--- START OF Document text ---
The ''waiting for The Novel'' situation would look rather quite pessimistic if it were not for Sofia Andrukhovych's Amadoka, published in 2020. This author is well known to Polish readers, as almost everything she has published to date has appeared in Polish: two books of short stories Women of Their Men and Salmon, as well as the novel Felix Austria. These are very different works, for there is a gulf between the psychological naturalism of the short stories and the decorated, slightly theatrical, slightly sensational fabric of the novel. So, it was not clear what to expect from Amadoka. (It was only hinted that the eponymous Amadoka was the huge, largest lake in Europe, which Herodotus believed was located somewhere in what is now Ukraine, and later cartographers, trusting Herodotus, politely included it on their maps until the 17th century, after which they stopped).

A volume of eight hundred and thirty pages was published, quite on the scale of the mythical lake. Where does the story begin? The protagonist is wounded during the war in eastern Ukraine, as a result of which he loses his memory; the woman who cares for him decides to tell him a story about himself, as well as about what preceded his appearance in the world. Except that she lies, she concocts a story, she creates the protagonist in her own way and to her own taste. "Amadoka," says Sofiya Andrukhovych, "is a novel not so much about events as about telling them. What is important here is not historical facts, not authenticity, but attempts to discover how we treat our own and others' memories...".

So, there are different, intertwining (but not disjointed, as in some of the texts discussed above) plots in the novel: the story of a Nazi policeman, a Ukrainian called Wasyl, who joins the auxiliary police for some purely practical reasons and then just as mechanically, almost accidentally, saves Jews (he's certainly not a heroic figure, but we also don't understand what he's like at all; it's hard to put him on a moral scale); there is also a documentary story of the writer Viktor Petrov, who was a sophisticated Ukrainian intellectual and, at the same time, an agent of Soviet intelligence. And again, our scales of judgement collapse.
--- END OF Document text ---
* [Work to be completed] In the passage about the novel Amadoka, how many pages long is the book?
--- START OF Dataset records ---
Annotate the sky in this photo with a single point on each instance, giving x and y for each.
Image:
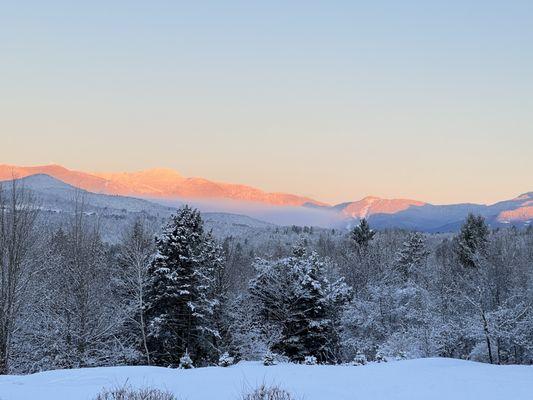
(335, 100)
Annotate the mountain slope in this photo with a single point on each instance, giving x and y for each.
(157, 183)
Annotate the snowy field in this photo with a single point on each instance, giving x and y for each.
(403, 380)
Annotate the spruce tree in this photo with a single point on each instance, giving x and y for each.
(472, 240)
(181, 297)
(412, 255)
(295, 294)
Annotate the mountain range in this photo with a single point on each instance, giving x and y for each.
(169, 188)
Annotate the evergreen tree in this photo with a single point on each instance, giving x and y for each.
(295, 293)
(412, 255)
(472, 240)
(181, 296)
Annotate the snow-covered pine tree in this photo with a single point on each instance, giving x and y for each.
(181, 299)
(411, 256)
(295, 294)
(472, 240)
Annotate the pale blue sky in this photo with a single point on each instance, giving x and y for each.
(335, 100)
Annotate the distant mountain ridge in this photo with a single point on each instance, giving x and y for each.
(157, 183)
(166, 184)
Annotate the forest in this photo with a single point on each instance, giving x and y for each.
(178, 295)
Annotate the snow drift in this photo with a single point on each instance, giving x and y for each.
(432, 378)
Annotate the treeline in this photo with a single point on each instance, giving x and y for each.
(177, 296)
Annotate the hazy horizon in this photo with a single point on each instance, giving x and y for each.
(331, 100)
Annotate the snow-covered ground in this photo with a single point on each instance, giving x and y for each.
(425, 379)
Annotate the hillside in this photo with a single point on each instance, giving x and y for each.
(422, 379)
--- END OF Dataset records ---
* [Correct answer] Eight hundred and thirty pages.